→ Exercise requirements:
Can you reproduce the records exactly, from their start through the line containing "M455 19L467 35L544 39L579 14L578 0L454 0Z", with both ends included and the pictures left out?

(Image boundary annotation records)
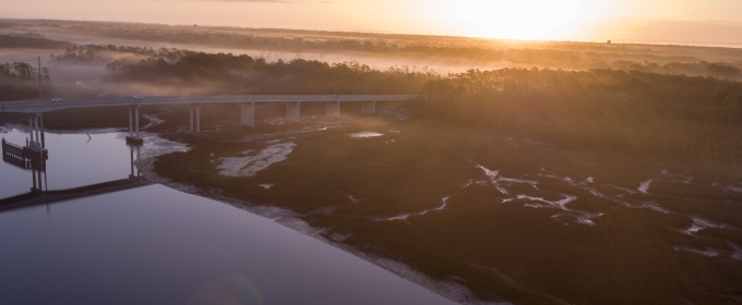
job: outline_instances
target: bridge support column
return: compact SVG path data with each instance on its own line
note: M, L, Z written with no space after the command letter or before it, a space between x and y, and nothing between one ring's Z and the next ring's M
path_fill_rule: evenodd
M134 137L134 120L132 114L133 106L129 107L129 137Z
M195 132L201 132L201 102L195 105Z
M139 136L139 106L134 108L134 122L136 122L136 137Z
M36 133L36 146L35 148L41 148L41 136L39 135L39 124L38 124L38 114L34 115L34 133Z
M361 110L363 113L374 113L376 111L376 101L375 100L364 100L363 101L363 108Z
M255 126L255 103L242 102L240 103L240 124L246 126Z
M191 111L191 131L193 131L193 103L188 105Z
M33 145L34 143L34 118L32 118L33 114L28 114L28 137L31 138L31 143L28 145Z
M39 127L41 129L41 148L46 148L46 136L44 136L44 132L46 131L44 129L44 114L38 114L38 120L39 120ZM45 173L46 175L46 173Z
M132 122L132 108L133 108L133 122ZM129 136L127 137L127 144L142 145L144 139L140 137L139 134L139 105L129 107ZM136 132L136 134L134 134Z
M301 102L300 101L289 101L289 102L287 102L286 103L286 120L299 122L300 109L301 109Z
M339 100L332 100L327 101L327 112L325 115L331 117L331 118L340 118L340 101Z

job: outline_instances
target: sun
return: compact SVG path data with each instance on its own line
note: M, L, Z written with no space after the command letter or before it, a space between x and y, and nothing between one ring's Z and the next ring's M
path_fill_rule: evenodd
M455 19L467 35L544 39L579 14L578 0L454 0Z

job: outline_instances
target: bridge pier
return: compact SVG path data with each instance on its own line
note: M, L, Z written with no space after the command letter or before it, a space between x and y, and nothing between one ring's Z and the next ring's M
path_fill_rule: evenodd
M286 120L299 122L301 101L289 101L286 103Z
M28 143L28 146L34 145L34 118L33 114L28 114L28 138L31 138L31 143Z
M201 132L201 102L195 105L195 132Z
M132 122L132 108L134 112L134 120ZM136 145L142 145L144 144L144 139L140 137L139 134L139 105L130 106L129 107L129 136L127 137L127 143L128 144L136 144ZM136 132L136 135L134 135L134 132Z
M255 126L255 103L241 102L240 103L240 124L246 126Z
M136 158L134 158L134 150L136 150ZM131 174L129 174L130 179L134 178L140 178L142 176L142 173L134 167L134 160L137 160L140 156L140 146L129 146L129 159L130 159L130 167L131 167ZM136 169L136 172L134 172L134 169Z
M376 111L376 101L375 100L364 100L363 101L363 108L361 112L363 113L374 113Z
M193 131L193 103L189 103L189 110L191 111L190 118L191 118L191 131Z
M331 100L327 101L327 111L326 114L327 117L331 118L340 118L340 101L339 100Z
M46 148L46 136L44 136L44 132L46 130L44 129L44 114L38 114L38 119L40 121L40 127L41 127L41 148Z

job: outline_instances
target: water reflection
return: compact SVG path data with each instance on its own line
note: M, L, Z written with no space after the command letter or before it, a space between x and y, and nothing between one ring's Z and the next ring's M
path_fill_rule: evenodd
M146 181L134 161L139 159L141 145L127 145L129 147L129 168L130 173L125 179L97 182L88 185L76 186L65 190L49 190L47 179L47 160L49 151L46 149L44 133L32 129L31 138L26 139L26 145L21 147L2 138L2 160L7 164L13 166L32 174L31 192L0 198L0 211L9 209L24 208L35 205L49 205L53 203L67 202L84 198L88 196L101 195L107 193L120 192L152 184ZM89 135L88 135L89 137ZM88 138L88 142L92 137ZM44 178L44 180L41 180Z

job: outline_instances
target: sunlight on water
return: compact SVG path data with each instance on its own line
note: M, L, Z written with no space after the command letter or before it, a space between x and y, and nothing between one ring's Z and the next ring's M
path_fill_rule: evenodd
M354 133L349 134L350 137L376 137L376 136L382 136L384 134L376 133L376 132L360 132L360 133Z

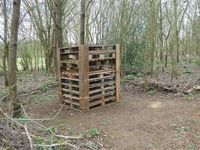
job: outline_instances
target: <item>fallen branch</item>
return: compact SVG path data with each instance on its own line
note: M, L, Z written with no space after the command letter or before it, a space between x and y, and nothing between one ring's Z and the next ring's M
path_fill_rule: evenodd
M29 140L29 144L30 144L30 150L33 150L33 143L32 143L32 138L28 132L28 128L26 126L26 124L24 125L24 129L25 129L25 132L26 132L26 135L28 137L28 140Z
M66 140L80 140L83 138L81 136L64 136L64 135L55 135L55 137L64 138Z

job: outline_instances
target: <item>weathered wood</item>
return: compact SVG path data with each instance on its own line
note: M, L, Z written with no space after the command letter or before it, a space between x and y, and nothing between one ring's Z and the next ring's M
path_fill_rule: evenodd
M70 94L63 94L63 97L68 98L68 99L72 98L72 99L80 100L79 97L71 96Z
M80 45L60 52L60 91L70 108L85 112L119 101L119 45Z
M80 109L89 110L89 48L86 45L79 46L79 89Z
M95 51L90 51L89 55L112 54L112 53L115 53L115 50L95 50Z
M110 92L106 92L105 94L100 94L100 95L95 95L95 96L91 96L89 98L89 101L92 101L94 99L97 99L97 98L101 98L102 96L109 96L109 95L114 95L115 92L114 91L110 91Z
M116 101L120 100L120 45L116 45Z
M101 86L114 86L115 82L114 81L108 81L108 82L100 82L100 83L93 83L89 85L89 88L96 88L96 87L101 87Z
M57 78L58 78L58 84L59 84L59 91L58 91L58 95L59 95L59 99L60 99L60 103L63 104L63 94L62 94L62 84L61 84L61 65L60 65L60 49L57 48L56 50L56 55L57 55Z
M101 89L90 91L89 94L94 94L98 92L102 92L104 94L106 90L112 90L112 89L114 90L115 88L116 88L115 86L107 87L107 88L105 88L104 86L101 86Z
M64 89L64 88L62 88L62 91L63 92L69 92L69 93L71 93L71 94L80 94L79 92L77 92L77 91L74 91L74 90L72 90L71 88L70 89Z

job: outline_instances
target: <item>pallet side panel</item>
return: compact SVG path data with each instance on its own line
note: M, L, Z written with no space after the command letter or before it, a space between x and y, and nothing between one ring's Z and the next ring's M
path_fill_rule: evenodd
M89 110L89 48L79 46L79 92L81 111Z

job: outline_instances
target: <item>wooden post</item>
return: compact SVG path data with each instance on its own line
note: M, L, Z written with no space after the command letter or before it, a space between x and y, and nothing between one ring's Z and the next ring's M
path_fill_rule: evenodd
M115 66L116 66L116 102L120 101L120 45L116 45L116 56L115 56Z
M60 103L63 104L63 94L62 94L62 83L61 83L61 70L60 70L60 48L57 47L56 49L56 55L57 55L57 80L58 80L58 95L59 95L59 100L60 100Z
M80 110L89 110L89 47L79 46L79 92Z

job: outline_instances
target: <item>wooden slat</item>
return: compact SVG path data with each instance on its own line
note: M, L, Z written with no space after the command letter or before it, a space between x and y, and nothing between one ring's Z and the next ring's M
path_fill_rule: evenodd
M115 82L114 81L108 81L108 82L100 82L100 83L94 83L94 84L90 84L89 88L95 88L95 87L101 87L101 86L112 86L114 85Z
M69 59L69 60L62 60L60 61L61 64L75 64L78 65L78 60L73 60L73 59Z
M78 52L62 52L60 55L78 55Z
M104 101L105 101L105 102L115 101L115 96L106 97Z
M75 84L72 84L72 83L62 83L62 85L65 85L65 86L71 86L71 87L75 87L75 88L79 88L79 85L75 85Z
M62 91L63 92L69 92L69 93L71 93L71 94L80 94L79 92L77 92L77 91L74 91L74 90L70 90L70 89L65 89L65 88L62 88Z
M101 92L101 91L103 92L103 91L112 90L112 89L115 89L115 86L107 87L107 88L101 88L101 89L98 89L98 90L90 91L89 94L94 94L94 93L98 93L98 92Z
M116 52L115 50L95 50L95 51L90 51L89 55L112 54L115 52Z
M101 101L101 100L92 102L92 103L90 103L89 105L90 105L90 107L94 107L94 106L97 106L97 105L99 105L99 104L102 104L102 101Z
M57 46L57 49L56 49L56 63L57 63L57 78L58 78L58 96L59 96L59 100L60 100L60 103L63 104L63 95L62 95L62 91L61 91L61 88L62 88L62 85L61 85L61 65L60 65L60 49L58 48Z
M79 97L71 96L69 94L63 94L63 97L68 98L68 99L72 98L72 99L80 100Z
M108 61L108 60L115 60L115 57L108 57L108 58L93 58L93 59L90 59L90 62L93 62L93 61Z
M70 80L70 81L79 81L79 79L71 79L71 78L66 78L66 77L61 77L63 80Z
M63 101L69 103L70 105L80 106L80 104L79 104L78 102L71 102L71 101L68 100L68 99L64 99ZM71 107L71 108L73 108L73 107Z
M90 71L89 76L98 74L109 74L109 73L115 73L115 70L109 69L109 70Z
M102 96L109 96L109 95L113 95L113 94L115 94L115 92L111 91L111 92L107 92L107 93L105 93L105 94L100 94L100 95L91 96L91 97L89 98L89 100L91 101L91 100L94 100L94 99L97 99L97 98L101 98Z
M86 45L79 46L79 91L80 109L89 110L89 48Z
M102 79L113 79L115 76L114 75L111 75L111 76L106 76L106 77L98 77L98 78L92 78L92 79L89 79L89 81L99 81L99 80L102 80Z

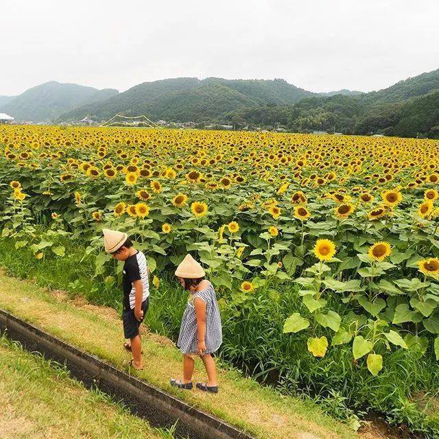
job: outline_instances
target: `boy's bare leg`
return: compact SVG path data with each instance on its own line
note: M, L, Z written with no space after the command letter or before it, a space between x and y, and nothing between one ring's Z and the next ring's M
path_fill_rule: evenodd
M217 381L217 368L212 355L211 355L211 354L201 355L201 359L204 364L206 372L207 372L207 377L209 378L207 385L209 387L218 385L218 381Z
M192 381L192 374L193 373L193 368L195 366L195 361L189 355L183 355L183 384L187 384Z
M137 369L140 369L142 367L142 344L140 341L140 337L136 335L134 338L130 339L130 341L132 359L134 359L134 366Z

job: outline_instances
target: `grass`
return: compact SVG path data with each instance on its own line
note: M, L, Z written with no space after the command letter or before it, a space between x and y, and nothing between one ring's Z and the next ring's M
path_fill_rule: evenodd
M0 337L0 436L16 439L170 439L60 365Z
M122 348L121 322L114 309L84 300L77 300L75 305L65 294L52 294L4 275L0 276L0 307L117 366L123 367L129 358ZM145 335L143 341L145 369L136 375L259 438L347 439L356 436L311 402L281 396L235 370L220 370L217 395L174 389L169 379L180 376L181 358L173 343L152 333ZM204 377L200 364L197 366L195 379L200 380Z

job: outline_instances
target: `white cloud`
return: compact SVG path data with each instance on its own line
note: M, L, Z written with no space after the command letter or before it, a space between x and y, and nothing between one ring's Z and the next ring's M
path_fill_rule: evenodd
M0 95L178 76L370 91L439 67L436 0L0 2Z

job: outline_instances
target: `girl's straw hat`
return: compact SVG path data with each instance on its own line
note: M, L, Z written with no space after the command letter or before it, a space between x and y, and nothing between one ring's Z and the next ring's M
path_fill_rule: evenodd
M189 254L176 270L176 276L186 279L198 279L205 275L203 268Z
M107 253L113 253L118 250L128 238L126 233L110 230L109 228L104 228L102 232L104 233L105 251Z

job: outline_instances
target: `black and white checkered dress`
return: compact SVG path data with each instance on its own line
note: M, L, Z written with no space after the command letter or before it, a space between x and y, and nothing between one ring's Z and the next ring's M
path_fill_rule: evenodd
M196 292L191 295L187 302L180 328L180 335L177 347L184 354L198 353L198 339L197 335L197 316L193 300L199 297L206 302L206 353L211 354L218 350L222 343L221 316L217 302L215 290L211 284L205 289Z

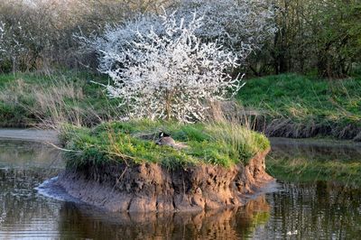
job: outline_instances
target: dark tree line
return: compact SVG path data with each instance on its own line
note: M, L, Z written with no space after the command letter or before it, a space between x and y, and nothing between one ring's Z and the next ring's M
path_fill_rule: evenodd
M0 71L94 67L95 58L78 51L75 32L101 32L106 23L162 11L161 5L172 2L1 1ZM299 72L344 78L360 68L359 0L270 0L270 5L276 31L248 59L248 76Z

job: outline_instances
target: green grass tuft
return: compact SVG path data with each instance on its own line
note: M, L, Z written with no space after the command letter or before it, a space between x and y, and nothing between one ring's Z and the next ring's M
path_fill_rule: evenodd
M164 131L187 148L177 150L154 143ZM65 126L61 135L67 165L77 168L110 162L155 162L169 169L200 163L230 167L247 164L257 152L270 147L267 138L232 124L180 125L134 121L113 122L95 128Z

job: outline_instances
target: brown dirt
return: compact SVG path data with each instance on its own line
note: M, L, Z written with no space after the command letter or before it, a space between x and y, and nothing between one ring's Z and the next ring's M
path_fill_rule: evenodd
M264 169L268 151L247 166L210 164L169 171L159 164L113 163L66 171L57 184L74 198L114 212L200 211L243 206L273 181Z

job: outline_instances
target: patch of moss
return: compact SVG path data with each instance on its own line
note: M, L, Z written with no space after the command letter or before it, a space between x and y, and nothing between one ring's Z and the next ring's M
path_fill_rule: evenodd
M155 143L158 133L170 134L187 148ZM170 122L113 122L94 128L64 127L61 139L69 150L67 165L77 168L106 162L157 162L169 169L210 163L224 167L247 164L270 147L264 135L232 124L181 125Z

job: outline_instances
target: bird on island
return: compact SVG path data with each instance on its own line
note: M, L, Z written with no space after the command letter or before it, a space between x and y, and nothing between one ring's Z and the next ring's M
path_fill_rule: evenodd
M167 134L164 132L159 133L159 139L156 143L159 145L171 146L176 149L182 149L187 147L187 145L182 143L176 143L170 134Z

→ Reply to the task:
job: outline_instances
target: bridge support column
return: compact SVG path data with each instance on its own line
note: M, L, Z written with no space after the command letter or before it, a space between x and y, and nothing between one ring's Z and the next ring's M
path_fill_rule: evenodd
M134 137L134 120L132 114L133 106L129 107L129 137Z
M195 132L201 132L201 102L195 105Z
M139 136L139 106L134 108L134 122L136 122L136 137Z
M36 133L36 146L35 148L41 148L41 136L39 135L39 124L38 124L38 114L34 115L34 133Z
M361 110L363 113L374 113L376 111L376 101L375 100L364 100L363 101L363 108Z
M255 126L255 103L242 102L240 103L240 124L246 126Z
M191 111L191 131L193 131L193 103L188 105Z
M33 145L34 143L34 118L32 118L33 114L28 114L28 137L31 138L31 143L28 145Z
M39 127L41 129L41 148L46 148L46 136L44 136L44 132L46 131L44 129L44 114L38 114L38 120L39 120ZM45 173L46 175L46 173Z
M132 122L132 108L133 108L133 122ZM129 136L127 137L127 144L142 145L144 139L140 137L139 134L139 105L129 107ZM136 132L136 134L134 134Z
M301 102L300 101L289 101L289 102L287 102L286 103L286 120L299 122L300 109L301 109Z
M339 100L332 100L327 101L327 112L325 115L331 117L331 118L340 118L340 101Z

job: outline_instances
target: sun
return: compact SVG path data with each instance on its own line
note: M, L, Z written with no space after the command letter or before it, a space between x and y, and nothing between one ring's Z and the next ring's M
path_fill_rule: evenodd
M455 19L467 35L544 39L579 14L578 0L454 0Z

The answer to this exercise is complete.